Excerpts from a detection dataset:
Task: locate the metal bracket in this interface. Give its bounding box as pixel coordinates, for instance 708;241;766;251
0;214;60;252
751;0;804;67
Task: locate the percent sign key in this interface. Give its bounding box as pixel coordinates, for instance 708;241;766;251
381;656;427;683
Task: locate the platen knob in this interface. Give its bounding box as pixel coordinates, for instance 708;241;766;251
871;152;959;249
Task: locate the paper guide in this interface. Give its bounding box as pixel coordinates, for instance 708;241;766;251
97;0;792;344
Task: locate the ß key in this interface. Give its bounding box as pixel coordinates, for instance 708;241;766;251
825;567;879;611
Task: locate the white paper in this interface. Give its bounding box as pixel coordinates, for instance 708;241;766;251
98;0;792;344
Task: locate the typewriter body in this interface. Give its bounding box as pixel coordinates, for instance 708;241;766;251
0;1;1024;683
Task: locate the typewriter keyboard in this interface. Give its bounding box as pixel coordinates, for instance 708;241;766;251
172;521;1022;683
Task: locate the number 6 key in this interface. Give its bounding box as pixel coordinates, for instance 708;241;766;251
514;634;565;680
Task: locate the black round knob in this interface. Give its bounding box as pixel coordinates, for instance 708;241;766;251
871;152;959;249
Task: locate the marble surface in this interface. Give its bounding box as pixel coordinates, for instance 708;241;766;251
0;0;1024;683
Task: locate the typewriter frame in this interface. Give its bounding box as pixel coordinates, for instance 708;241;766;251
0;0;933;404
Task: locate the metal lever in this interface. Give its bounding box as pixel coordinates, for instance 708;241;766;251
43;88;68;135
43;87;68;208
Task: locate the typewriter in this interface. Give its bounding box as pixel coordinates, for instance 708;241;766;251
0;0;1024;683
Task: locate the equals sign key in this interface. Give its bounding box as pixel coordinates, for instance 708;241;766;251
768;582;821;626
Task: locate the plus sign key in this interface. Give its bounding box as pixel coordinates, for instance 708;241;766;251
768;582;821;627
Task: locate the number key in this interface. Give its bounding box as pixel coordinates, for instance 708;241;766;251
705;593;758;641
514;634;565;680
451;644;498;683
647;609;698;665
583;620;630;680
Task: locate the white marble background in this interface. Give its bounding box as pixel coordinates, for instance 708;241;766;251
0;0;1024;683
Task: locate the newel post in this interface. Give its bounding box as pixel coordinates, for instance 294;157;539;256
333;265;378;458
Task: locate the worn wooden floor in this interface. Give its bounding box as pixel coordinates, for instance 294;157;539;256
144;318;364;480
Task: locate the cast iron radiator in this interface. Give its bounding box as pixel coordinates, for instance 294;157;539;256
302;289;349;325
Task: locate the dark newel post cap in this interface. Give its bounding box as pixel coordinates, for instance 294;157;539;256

* **Problem description**: Put all of the items above into a numbered list, leaving out any blank lines.

* **Written reply**:
1. Task: locate the metal bracket in this interface. Give its bounding box as pixel coordinates, for instance 708;241;766;251
2. 0;214;60;252
3. 751;0;804;67
4. Task: locate the percent sign key in this interface. Give its bounding box as pixel coordinates, for instance 708;241;766;251
5. 381;656;427;683
6. Task: locate the platen knob in this interface. Give its bounding box as pixel coordinates, for instance 708;241;766;251
7. 871;152;959;249
8. Task: locate the paper guide in this interface. Give its bounding box as pixel coordinates, for instance 708;241;766;251
9. 97;0;792;344
10. Task: locate the ß key in this interface. Give its bounding box as pixel coordinates, for instance 708;241;766;251
11. 825;567;879;611
12. Task: locate the white paper in this interface. Give its bounding box as pixel coordinates, for instance 708;241;766;251
13. 98;0;792;344
14. Task: locate the typewriter body in this interface. Give its bounding box as pixel coordinates, for instance 708;241;766;251
15. 0;1;1024;683
16. Task: locate the typewriter keyboard in this interface. Give its bounding box as pixel coordinates, for instance 708;241;766;251
17. 172;521;1022;683
18. Task: locate the number 6 key in this interface. Give its bounding box as pixel coordinates, for instance 708;241;766;251
19. 514;634;565;680
20. Task: locate the black round knob in this interface. Give its bounding box as pixel coordinates, for instance 708;241;766;251
21. 871;152;959;249
22. Task: locate the marble surface in this interface. Give its bounding box as pixel coordinates, for instance 708;241;766;251
23. 0;0;1024;683
24. Task: locate the typewriter frame in this interface. Give its bounding box as pixel coordinates, for instance 708;241;766;251
25. 0;0;933;404
26. Task: locate the metal lever in this interface. Give its bounding box as pixel coordinates, for instance 708;241;766;251
27. 43;88;68;135
28. 43;87;68;208
29. Task: locate the typewriter in this interface. Give its bounding box as pixel coordinates, for instance 708;241;766;251
30. 0;0;1024;683
31. Task: locate the equals sign key in this interface. Give its bounding box as pixel coordinates, for instance 708;241;766;251
32. 768;582;821;626
33. Task: locate the plus sign key in this interface. Give its bounding box as pixel coordinates, for instance 708;241;766;251
34. 768;582;821;627
35. Task: locate the number key in this interface. Give its bounding box as pixel coordinates, for instance 708;241;766;251
36. 705;593;758;641
37. 514;634;565;680
38. 451;644;498;683
39. 647;609;698;665
40. 583;620;630;680
41. Task: locate the white marble background in this interface. Give its bounding box as pixel coordinates, for instance 708;241;766;251
42. 0;0;1024;683
43. Task: locate the newel post in this interface. Give its bounding box as pixel coordinates, for instance 294;157;539;256
44. 333;265;378;458
45. Task: locate the worn wooden floor in this interface. Give its bounding box as pixel coordinates, for instance 294;157;539;256
46. 144;318;364;480
47. Task: locate the cast iron radiator in this interface. Give its bounding box as pixel coordinates, for instance 294;157;539;256
48. 302;289;349;325
49. Task: locate the dark newel post cap in this interface. Give its bounding box as pixel coordinates, for instance 294;157;539;256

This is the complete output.